Document segment:
## START
Back up a Dataproc Metastore service

This page explains how to create a backup of a Dataproc Metastore service.

A backup takes a snapshot of your service saves its current configuration settings and all stored metadata.

After you create a backup, you can use the Restore from a backup feature to populate a new Dataproc Metastore service with the data saved in the snapshot.

Before you begin

Required roles

To get the permissions that you need to back up a Dataproc Metastore service, ask your administrator to grant you the following IAM roles:

For more information about granting roles, see Manage access.

These predefined roles contain the permissions required to back up a Dataproc Metastore service. To see the exact permissions that are required, expand the Required permissions section:

Required permissions

The following permissions are required to back up a Dataproc Metastore service:

  • To backup a metadata service: metastore.backups.create
  • To use the Cloud Storage object:
    • orgpolicy.policy.get
    • resourcemanager.projects.get
    • resourcemanager.projects.list
    • storage.managedFolders.create
    • storage.managedFolders.delete
    • storage.managedFolders.get
    • storage.managedFolders.list
    • storage.multipartUploads.*
    • storage.objects.create
    • storage.objects.delete
    • storage.objects.get
    • storage.objects.list
    • storage.objects.restore
    • storage.objects.update

You might also be able to get these permissions with custom roles or other predefined roles.

For more information about specific Dataproc Metastore roles and permissions, see Dataproc Metastore IAM overview.

Backup considerations

Before running a backup operation, note the following considerations:

  • For each Dataproc Metastore service, you can create and store up to seven backups at a time. If you try to exceed seven backups, the backup process fails. If you want to create another backup, you must first manually delete one of your stored backup files.
  • While a backup operation is running, you can't update your Dataproc Metastore service — for example, you can't change configuration settings. However, you can still use your service for normal operations, such accessing metadata from attached Dataproc or self-managed clusters.
  • You can create scheduled backups that run at various cron intervals, such as every day.

Create a backup

To back up a Dataproc Metastore service, complete the steps in one of the following tabs:

Console

  1. In the Google Cloud console, open the Dataproc Metastore page:

    Open Dataproc Metastore

  2. On the Dataproc Metastore page, click the name of the service you want to back up.

    The Service detail page opens.
## END
From the Dataproc Metastore backup page, list every permission that begins with "storage.objects." Use only the Dataproc Metastore backup page to complete the tasks.

Extracted records:
## START
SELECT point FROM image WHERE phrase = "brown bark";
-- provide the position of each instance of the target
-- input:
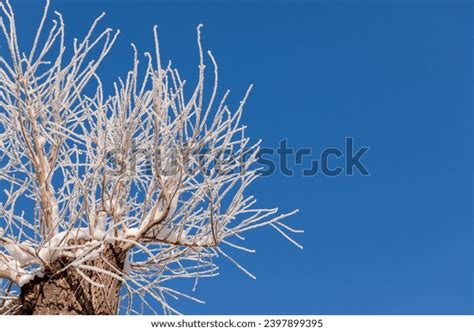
(68, 293)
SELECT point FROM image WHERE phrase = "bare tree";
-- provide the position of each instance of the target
(127, 192)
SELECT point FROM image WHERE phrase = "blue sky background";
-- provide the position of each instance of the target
(398, 77)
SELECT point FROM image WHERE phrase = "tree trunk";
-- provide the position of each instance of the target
(69, 293)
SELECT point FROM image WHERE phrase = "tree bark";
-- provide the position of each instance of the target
(69, 293)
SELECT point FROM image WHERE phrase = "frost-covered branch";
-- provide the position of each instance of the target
(155, 169)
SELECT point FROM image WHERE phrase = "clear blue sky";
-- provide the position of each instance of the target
(397, 77)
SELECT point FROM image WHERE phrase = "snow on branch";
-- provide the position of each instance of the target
(156, 169)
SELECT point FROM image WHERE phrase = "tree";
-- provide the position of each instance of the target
(127, 192)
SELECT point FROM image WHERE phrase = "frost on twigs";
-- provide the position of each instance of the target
(158, 169)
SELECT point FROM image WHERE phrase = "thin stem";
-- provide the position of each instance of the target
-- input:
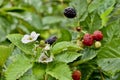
(102, 78)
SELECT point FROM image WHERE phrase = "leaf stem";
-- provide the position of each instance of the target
(102, 78)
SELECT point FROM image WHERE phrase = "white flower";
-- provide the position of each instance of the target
(30, 38)
(47, 47)
(45, 59)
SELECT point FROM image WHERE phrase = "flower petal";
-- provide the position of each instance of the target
(34, 35)
(25, 39)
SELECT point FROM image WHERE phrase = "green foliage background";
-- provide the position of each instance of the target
(46, 17)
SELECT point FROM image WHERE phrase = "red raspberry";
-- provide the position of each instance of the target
(76, 75)
(88, 39)
(97, 35)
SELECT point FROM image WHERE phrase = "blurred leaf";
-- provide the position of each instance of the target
(14, 9)
(7, 24)
(5, 52)
(65, 35)
(1, 2)
(87, 54)
(39, 71)
(59, 70)
(111, 31)
(109, 57)
(18, 67)
(63, 46)
(28, 77)
(67, 56)
(30, 18)
(80, 6)
(94, 5)
(104, 16)
(52, 19)
(16, 40)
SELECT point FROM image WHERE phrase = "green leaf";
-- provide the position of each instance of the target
(80, 6)
(88, 54)
(65, 35)
(39, 71)
(28, 77)
(59, 70)
(16, 40)
(67, 56)
(52, 19)
(94, 5)
(63, 46)
(109, 57)
(28, 18)
(5, 52)
(6, 26)
(18, 67)
(104, 16)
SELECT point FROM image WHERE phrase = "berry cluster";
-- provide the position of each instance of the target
(88, 39)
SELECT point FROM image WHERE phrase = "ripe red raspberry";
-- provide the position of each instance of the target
(97, 35)
(76, 75)
(88, 39)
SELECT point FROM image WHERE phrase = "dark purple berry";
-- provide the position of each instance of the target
(51, 40)
(70, 12)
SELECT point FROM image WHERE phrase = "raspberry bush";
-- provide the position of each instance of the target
(59, 40)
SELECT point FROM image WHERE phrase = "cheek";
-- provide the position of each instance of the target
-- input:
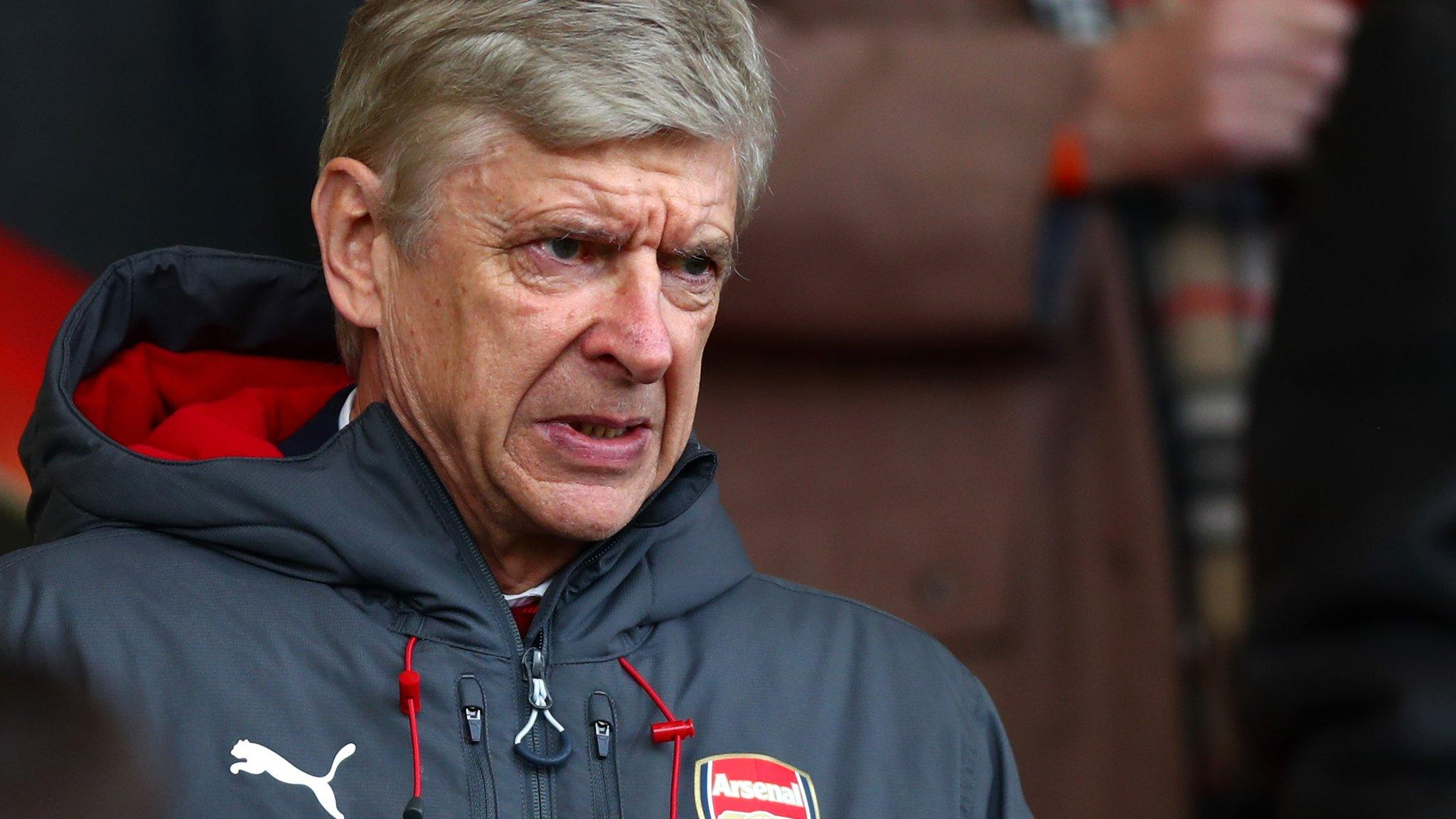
## END
Written answer:
storage.objects.create
storage.objects.delete
storage.objects.get
storage.objects.list
storage.objects.restore
storage.objects.update